━━━ Given text

The Circa 1799 Barn Wedding Venue has cornfields spreading out to the east, the Berkshire Hills rise on the horizon. A dirt road leads to a 200-year old farmhouse. Behind it towers a barn so tall, its roof so steep, one can’t help but think of the prow of a ship.

Step inside and the magic really begins. Rafters soar high above beams cut by the broad axes of hardy men long gone. Little wonder that the medieval cathedral and the Dutch barn share the same architectural DNA.

The Circa 1799 Barn was born in the Mohawk Valley and began its second life in Ancramdale, just two hours north of Manhattan, in 2001. In its first incarnation it must have filled the local farmers with awe (and perhaps a little envy). In its new home it’s been doing just that for all who gather there for weddings, concerts, and fundraisers, or just to stand and gawk.

━━━━━━
━━━ Excerpted records

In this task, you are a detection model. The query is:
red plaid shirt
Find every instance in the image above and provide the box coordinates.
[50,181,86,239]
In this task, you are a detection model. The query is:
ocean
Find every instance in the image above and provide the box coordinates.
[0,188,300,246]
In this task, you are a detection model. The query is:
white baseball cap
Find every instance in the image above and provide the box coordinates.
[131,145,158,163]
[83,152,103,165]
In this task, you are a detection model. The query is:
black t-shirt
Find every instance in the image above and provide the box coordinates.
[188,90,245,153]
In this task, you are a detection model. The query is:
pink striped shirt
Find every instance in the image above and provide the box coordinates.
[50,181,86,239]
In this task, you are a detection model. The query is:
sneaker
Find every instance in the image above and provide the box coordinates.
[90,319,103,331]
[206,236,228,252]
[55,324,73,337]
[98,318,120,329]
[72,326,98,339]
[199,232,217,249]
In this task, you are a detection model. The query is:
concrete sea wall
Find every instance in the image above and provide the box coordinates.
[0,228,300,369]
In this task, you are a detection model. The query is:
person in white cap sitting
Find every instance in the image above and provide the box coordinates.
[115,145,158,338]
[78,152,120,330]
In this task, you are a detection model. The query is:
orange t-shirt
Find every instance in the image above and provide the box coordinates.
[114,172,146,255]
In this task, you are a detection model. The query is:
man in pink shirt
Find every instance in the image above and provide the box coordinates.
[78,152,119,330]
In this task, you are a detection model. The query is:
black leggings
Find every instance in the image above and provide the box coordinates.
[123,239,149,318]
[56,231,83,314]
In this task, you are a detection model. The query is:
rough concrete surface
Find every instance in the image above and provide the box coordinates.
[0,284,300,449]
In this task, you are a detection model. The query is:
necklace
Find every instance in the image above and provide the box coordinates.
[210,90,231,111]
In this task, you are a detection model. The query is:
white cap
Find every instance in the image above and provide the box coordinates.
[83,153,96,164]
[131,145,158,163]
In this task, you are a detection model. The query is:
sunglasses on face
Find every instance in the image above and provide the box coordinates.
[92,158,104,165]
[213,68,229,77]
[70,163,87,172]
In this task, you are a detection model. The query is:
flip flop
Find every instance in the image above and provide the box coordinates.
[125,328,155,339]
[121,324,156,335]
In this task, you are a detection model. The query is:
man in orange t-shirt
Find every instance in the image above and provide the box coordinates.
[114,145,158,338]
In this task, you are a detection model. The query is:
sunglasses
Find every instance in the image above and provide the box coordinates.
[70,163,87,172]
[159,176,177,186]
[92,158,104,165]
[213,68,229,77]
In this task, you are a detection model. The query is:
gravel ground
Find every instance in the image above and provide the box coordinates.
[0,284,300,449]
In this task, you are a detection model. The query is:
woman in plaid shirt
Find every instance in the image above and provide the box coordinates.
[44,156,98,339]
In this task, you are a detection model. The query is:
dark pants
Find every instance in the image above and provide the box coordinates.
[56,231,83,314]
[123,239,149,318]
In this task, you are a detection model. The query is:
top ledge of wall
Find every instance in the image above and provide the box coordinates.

━━━━━━

▸ Parts of the exercise
[1] Name every kind of event that the text about the Circa 1799 Barn says people gather at the barn for.
[2] According to the barn venue text, where did the Circa 1799 Barn originally stand?
[3] Continue the passage describing the Circa 1799 Barn Wedding Venue from its final sentence.
These rows have nothing to do with the barn venue text.

▸ Responses in order
[1] Weddings, concerts, fundraisers

[2] The Mohawk Valley

[3]
The Circa 1799 Barn has hosted fundraisers, square dances, rock bands and chamber orchestras. It’s been the site of speeches and scholarly talks, poetry readings and guided tours. It’s been graced by a congressman and a governor (who suddenly became a former governor) . But to me the barn’s most honored guests were the men who built it and the generations who labored within its walls. You can still see the names of some of them written across the beams. If you stand in there on a quiet afternoon you can almost hear them unloading the wagons, feeding and watering the cows and horses, maybe even debating the merits of their new president, Thomas Jefferson. To stand within the Circa 1799 Barn is to stand within the sweep of history.